Passage provided ::
....................
[petsc-dev] Recover from TS failure
Smith, Barry F.
bsmith at mcs.anl.gov
Thu Nov 2 11:21:04 CDT 2017
> On Nov 1, 2017, at 1:13 PM, Mark Adams <mfadams at lbl.gov> wrote:
>
> Yea, I don't understand the linear solve error:
>
> -ts_monitor -ts_type beuler -pc_type lu -pc_factor_mat_solver_package mumps -ksp_type preonly -snes_monitor -snes_rtol 1.e-10 -snes_stol 1.e-10 -snes_converged_reason -snes_atol 1.e-18 -snes_converged_reason
>
> Maybe mumps?
>
> On Wed, Nov 1, 2017 at 2:02 PM, Jed Brown <jed at jedbrown.org> wrote:
> Mark Adams <mfadams at lbl.gov> writes:
>
> > On Wed, Nov 1, 2017 at 1:46 PM, Jed Brown <jed at jedbrown.org> wrote:
> >
> >> Mark Adams <mfadams at lbl.gov> writes:
> >>
> >> > I have added some code in a TS post step method to look at the number of
> >> > nonlinear iterations and cut the time step if it took too many SNES
> >> > iterations. That helped but now I want to go one step further and
> >> recover
> >> > from a failed time step (see appended error message).
> >> >
> >> > How can/should I recover from a SNES failure inside of TS? I could just
> >> put
> >> > TSSolve in a loop and if TS failed because of the solver, then reduce the
> >> > time step and try to recover the state, and try again.
....................
Bounding box annotation entries:
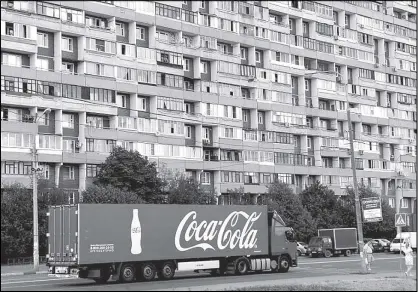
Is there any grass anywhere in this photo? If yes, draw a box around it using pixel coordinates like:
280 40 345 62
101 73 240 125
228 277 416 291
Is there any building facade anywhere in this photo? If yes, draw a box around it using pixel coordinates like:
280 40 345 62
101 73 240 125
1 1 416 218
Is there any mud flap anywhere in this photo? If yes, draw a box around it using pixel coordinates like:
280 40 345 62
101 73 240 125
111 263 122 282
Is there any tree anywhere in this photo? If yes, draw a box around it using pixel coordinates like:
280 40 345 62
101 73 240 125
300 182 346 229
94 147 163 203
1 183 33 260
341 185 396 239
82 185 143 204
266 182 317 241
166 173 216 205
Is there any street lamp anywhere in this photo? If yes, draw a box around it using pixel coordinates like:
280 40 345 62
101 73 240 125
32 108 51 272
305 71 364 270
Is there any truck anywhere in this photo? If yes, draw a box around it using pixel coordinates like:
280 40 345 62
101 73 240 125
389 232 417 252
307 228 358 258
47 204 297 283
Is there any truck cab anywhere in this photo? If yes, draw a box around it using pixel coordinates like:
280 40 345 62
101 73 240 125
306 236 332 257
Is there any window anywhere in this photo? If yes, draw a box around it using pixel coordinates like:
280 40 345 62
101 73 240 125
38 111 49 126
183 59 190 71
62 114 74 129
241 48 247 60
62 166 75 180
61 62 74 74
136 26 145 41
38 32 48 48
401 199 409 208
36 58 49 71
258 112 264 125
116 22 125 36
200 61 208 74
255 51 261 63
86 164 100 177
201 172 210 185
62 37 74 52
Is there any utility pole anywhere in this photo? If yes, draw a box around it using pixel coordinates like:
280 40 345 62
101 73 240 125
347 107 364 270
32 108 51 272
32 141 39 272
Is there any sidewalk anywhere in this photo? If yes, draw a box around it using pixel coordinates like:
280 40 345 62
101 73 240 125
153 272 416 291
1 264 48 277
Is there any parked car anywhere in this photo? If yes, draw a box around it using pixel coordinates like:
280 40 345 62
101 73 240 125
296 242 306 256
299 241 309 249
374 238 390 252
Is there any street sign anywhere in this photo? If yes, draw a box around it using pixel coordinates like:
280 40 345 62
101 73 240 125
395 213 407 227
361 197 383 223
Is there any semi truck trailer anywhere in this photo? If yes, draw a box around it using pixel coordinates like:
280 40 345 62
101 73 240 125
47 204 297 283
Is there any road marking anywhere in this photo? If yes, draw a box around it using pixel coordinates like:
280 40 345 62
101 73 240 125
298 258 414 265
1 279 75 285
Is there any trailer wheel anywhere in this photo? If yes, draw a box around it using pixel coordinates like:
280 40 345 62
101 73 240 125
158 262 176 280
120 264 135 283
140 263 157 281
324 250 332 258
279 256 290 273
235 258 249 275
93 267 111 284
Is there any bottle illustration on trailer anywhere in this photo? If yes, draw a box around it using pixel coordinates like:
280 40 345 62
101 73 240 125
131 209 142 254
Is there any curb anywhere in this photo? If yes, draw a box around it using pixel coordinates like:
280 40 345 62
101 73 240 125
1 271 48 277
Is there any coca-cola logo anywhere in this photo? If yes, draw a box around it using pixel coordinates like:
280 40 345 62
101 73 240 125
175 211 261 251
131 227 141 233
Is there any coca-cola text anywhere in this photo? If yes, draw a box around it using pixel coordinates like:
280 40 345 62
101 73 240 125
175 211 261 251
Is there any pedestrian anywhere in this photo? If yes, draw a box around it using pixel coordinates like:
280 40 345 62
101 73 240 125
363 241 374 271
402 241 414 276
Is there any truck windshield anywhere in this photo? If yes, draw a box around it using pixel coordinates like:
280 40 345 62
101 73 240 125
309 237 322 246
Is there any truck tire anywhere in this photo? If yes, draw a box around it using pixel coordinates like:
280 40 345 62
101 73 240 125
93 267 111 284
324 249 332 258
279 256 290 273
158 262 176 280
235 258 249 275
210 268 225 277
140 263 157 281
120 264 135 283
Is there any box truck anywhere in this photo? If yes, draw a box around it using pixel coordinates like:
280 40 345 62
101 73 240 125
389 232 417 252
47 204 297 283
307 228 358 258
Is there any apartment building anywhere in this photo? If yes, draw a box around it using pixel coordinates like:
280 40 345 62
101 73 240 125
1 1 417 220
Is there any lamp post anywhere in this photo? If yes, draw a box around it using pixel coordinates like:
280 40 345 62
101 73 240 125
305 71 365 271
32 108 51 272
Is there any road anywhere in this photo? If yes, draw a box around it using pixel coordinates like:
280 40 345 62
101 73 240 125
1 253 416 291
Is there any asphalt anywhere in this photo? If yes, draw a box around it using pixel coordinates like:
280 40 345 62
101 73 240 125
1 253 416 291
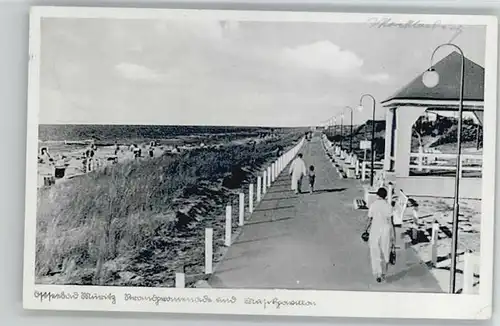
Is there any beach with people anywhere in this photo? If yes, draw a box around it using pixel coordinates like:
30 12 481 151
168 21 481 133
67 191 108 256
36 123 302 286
....................
Problem to work on :: Can you continue the mailing-list thread about recovering from a failed TS step, picking up right after its last line?

Answer to this task ::
This is absolute nonsense. No way should you or do you need to do this. TS can/is suppose to handle failures in the solver cleanly. We need a reproducible result where it does not handle it correctly and then we fix the problem
> >> >
> >> > Thoughts?
> >> >
> >> > Thanks,
> >> > Mark
> >> >
> >> > Note, this is a direct solver and the linear solver is diverging? I've
> >> > seen the same thing with the maximum its in SNES and failed linesearch.
> >> >
> >> > 23 TS dt 0.0025 time 0.1025
> >> > 0 SNES Function norm 9.997473571601e+04
> >> > 1 SNES Function norm 2.295851692533e-01
> >> > Nonlinear solve did not converge due to DIVERGED_LINEAR_SOLVE
> >> iterations 1
> >> > [0]PETSC ERROR: --------------------- Error Message
> >> > --------------------------------------------------------------
> >> > [0]PETSC ERROR:
> >> > [0]PETSC ERROR: TSStep has failed due to DIVERGED_NONLINEAR_SOLVE,
> >> increase
> >> > -ts_max_snes_failures or make negative to attempt recovery
> >>
> >> Did you increase -ts_max_snes_failures (TSSetMaxSNESFailures)?
> >>
> >
> > Ah, read the error message :) with a negative value I get this.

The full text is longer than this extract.